TEXT EXCERPT:
☆ ☆ ☆ ☆

ArangoDB 3.12 Product Release Announcement! Read the blog for details. Read Blog

Vector-5

Present and Future of ArangoDB Fulltext Index

Estimated reading time: 2 minutes

The ArangoDB Fulltext index allows you to search for text in arbitrary strings. It is a great way to implement things like autocompletion, product searches or many other use-cases which need some form of fulltext search.
The Fulltext Index is suitable for you if your use-case can be broken down to:

  • Full matches of words
  • Prefix matches of words
  • You do not need a “ranking” of the matching documents

Usage Example

Using the fulltext index is fairly straightforward, you create the index on an existing emails collection:

emails.ensureIndex({ type: "fulltext", fields: [ "text" ], minLength: 3 })
emails.insert({text: “banana apple”})
emails.insert({text: “banana mango”})
emails.insert({text: “banana avocado”})

☆ ☆ ☆ ☆

Segmentation labeling entries

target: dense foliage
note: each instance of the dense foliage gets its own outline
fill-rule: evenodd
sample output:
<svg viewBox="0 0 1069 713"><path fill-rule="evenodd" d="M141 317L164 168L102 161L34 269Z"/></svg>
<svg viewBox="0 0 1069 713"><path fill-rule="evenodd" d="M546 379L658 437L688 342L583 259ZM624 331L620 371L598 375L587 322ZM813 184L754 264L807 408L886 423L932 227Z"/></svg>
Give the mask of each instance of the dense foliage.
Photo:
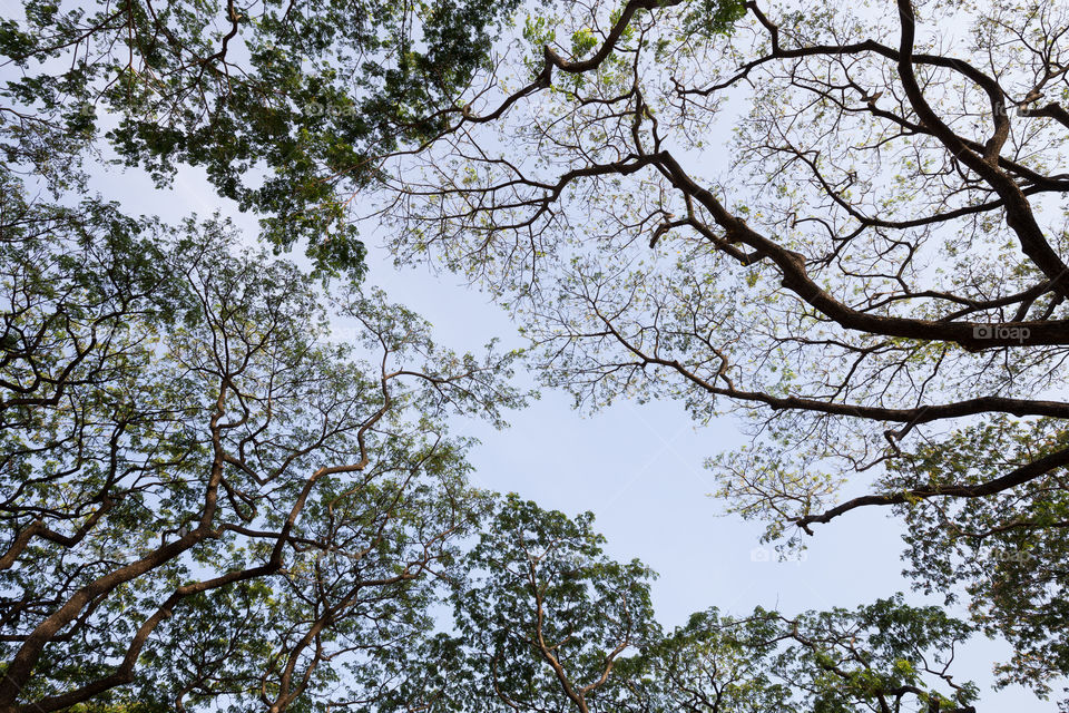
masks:
<svg viewBox="0 0 1069 713"><path fill-rule="evenodd" d="M1053 2L24 0L0 20L0 713L965 713L974 627L1047 695L1067 28ZM117 165L203 169L275 255L89 195ZM891 595L665 632L590 514L468 482L450 420L502 426L519 354L442 349L362 290L357 194L399 260L513 309L579 406L743 417L710 467L768 538L893 508L918 588L974 622ZM872 494L837 502L847 478Z"/></svg>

☆ ☆ ☆ ☆

Continue the article on the ArangoDB fulltext index, starting right after its last line.

RESPONSE:
Search for documents

FOR mail IN FULLTEXT(emails, "text", "banana,-apple")
    RETURN mail

This will return documents containing “banana”, but not “apple”. Other word combinations are possible, for more information check the Fulltext documentation page.

New to multi-model and graphs? Check out our free

ArangoDB Graph Course

Dealing with Human Language

The current fulltext index has a number of shortcomings when it comes to dealing with arbitrary languages, substring search and especially with non-latin languages like Chinese, Japanese or arabic. In the following is a list of tasks which the current fulltext index does not yet perform out of the box, but might be relevant for your use-case:Normalizing Words

1. Normalizing Words

  • Removing diacritics
  • Removing wordstems
  • Matching synonymous words

Removing diacritics like ^,°,`, from words e.g. turning “ç” into “c” such that “Curaçao” will also match “Curacao”.

Wordstems are the “common” forms of words as opposed to word inflections. For example, you build plurals in English by adding an -s (house / houses) similarly for past tense forms you can have inflections like pay, paid, paying. A lot of the time we want to also match inflected forms of words, which is possible by indexing only the word-stem.

Words should also be matched for synonyms e.g. “quick” also matches for “fast”.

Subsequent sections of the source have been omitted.